**Görev 1:** Kaynak metne göre matruşka dünyaya hangi ülkeden dağıtılmaktadır?
**Görev 2:** Kayıtlarda "TARGET = red lane float" ifadesini içeren satırdan başlayıp "(1163, 543)" ifadesini içeren satır da dahil olmak üzere aradaki bütün satırları hiç değiştirmeden geri ver.

**Kaynak metin:**
+---+

İÇİMİZDEKİ MATRUŞKA
KÜLTÜR-SANAT 16.06.2021 15:20:17 0

İÇİMİZDEKİ MATRUŞKA

İÇİMİZDEKİ MATRUŞKA


Matruşka, Rusça hocam Tatyana’nın o şirin Türkçesinden öğrendiğim kadarıyla Rus yapımı bir oyuncak bebek türüdür. Ahşap el yapımı olan bu bebekler ortasından açıldığında başka bir bebek çıkar onu da açtığımızda yine bir başka bebek çıkar. Tek anne figürünün içerisine iç içe yerleştirilmiş 5, 7 ve 15 bebekten oluşur.
Matruşka hem oymacılık hem de resim açısından Rusya’nın imajı ve ruhu olmasına rağmen nedense Japonya’dan dünyaya dağıtılmaktadır.

+---+

**Verilen kayıtlar:**

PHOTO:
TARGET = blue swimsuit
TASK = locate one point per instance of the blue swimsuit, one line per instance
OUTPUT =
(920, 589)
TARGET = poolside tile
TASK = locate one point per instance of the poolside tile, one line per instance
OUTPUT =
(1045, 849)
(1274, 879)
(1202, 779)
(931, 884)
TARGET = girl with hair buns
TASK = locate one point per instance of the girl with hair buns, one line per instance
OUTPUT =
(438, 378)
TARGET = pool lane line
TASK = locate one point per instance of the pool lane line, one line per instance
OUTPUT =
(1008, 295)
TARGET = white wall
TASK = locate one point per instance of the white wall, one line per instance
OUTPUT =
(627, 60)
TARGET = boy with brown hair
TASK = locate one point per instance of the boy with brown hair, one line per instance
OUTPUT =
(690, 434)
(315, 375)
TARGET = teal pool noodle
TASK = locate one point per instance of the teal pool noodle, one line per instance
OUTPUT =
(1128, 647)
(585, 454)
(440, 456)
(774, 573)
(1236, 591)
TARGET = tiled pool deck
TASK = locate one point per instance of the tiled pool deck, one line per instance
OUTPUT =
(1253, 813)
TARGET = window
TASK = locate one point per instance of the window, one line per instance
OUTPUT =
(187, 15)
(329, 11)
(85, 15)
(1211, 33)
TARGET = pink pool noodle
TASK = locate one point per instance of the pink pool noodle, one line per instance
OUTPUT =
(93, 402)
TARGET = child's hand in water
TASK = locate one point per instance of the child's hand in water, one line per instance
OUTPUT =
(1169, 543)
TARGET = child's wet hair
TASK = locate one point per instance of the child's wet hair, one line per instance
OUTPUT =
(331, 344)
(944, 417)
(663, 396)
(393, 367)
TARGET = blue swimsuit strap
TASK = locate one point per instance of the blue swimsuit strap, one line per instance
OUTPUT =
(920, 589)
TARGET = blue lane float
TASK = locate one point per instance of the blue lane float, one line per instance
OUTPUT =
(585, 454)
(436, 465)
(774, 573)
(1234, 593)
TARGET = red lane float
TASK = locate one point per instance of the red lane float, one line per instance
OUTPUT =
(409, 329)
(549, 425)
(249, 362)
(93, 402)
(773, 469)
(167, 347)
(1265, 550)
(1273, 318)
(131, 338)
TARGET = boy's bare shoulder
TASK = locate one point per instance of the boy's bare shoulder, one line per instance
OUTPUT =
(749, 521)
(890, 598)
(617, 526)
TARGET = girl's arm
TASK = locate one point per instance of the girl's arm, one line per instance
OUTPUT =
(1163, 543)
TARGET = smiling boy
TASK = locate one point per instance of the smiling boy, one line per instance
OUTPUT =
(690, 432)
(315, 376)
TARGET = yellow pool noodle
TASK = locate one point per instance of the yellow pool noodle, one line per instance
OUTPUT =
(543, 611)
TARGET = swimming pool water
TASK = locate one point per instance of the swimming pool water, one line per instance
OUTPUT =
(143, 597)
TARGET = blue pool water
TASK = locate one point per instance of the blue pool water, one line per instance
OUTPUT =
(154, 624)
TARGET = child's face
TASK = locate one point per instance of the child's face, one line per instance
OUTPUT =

+---+

**Doğru yanıt 1:** Japonya'dan.

**Doğru yanıt 2:**
TARGET = red lane float
TASK = locate one point per instance of the red lane float, one line per instance
OUTPUT =
(409, 329)
(549, 425)
(249, 362)
(93, 402)
(773, 469)
(167, 347)
(1265, 550)
(1273, 318)
(131, 338)
TARGET = boy's bare shoulder
TASK = locate one point per instance of the boy's bare shoulder, one line per instance
OUTPUT =
(749, 521)
(890, 598)
(617, 526)
TARGET = girl's arm
TASK = locate one point per instance of the girl's arm, one line per instance
OUTPUT =
(1163, 543)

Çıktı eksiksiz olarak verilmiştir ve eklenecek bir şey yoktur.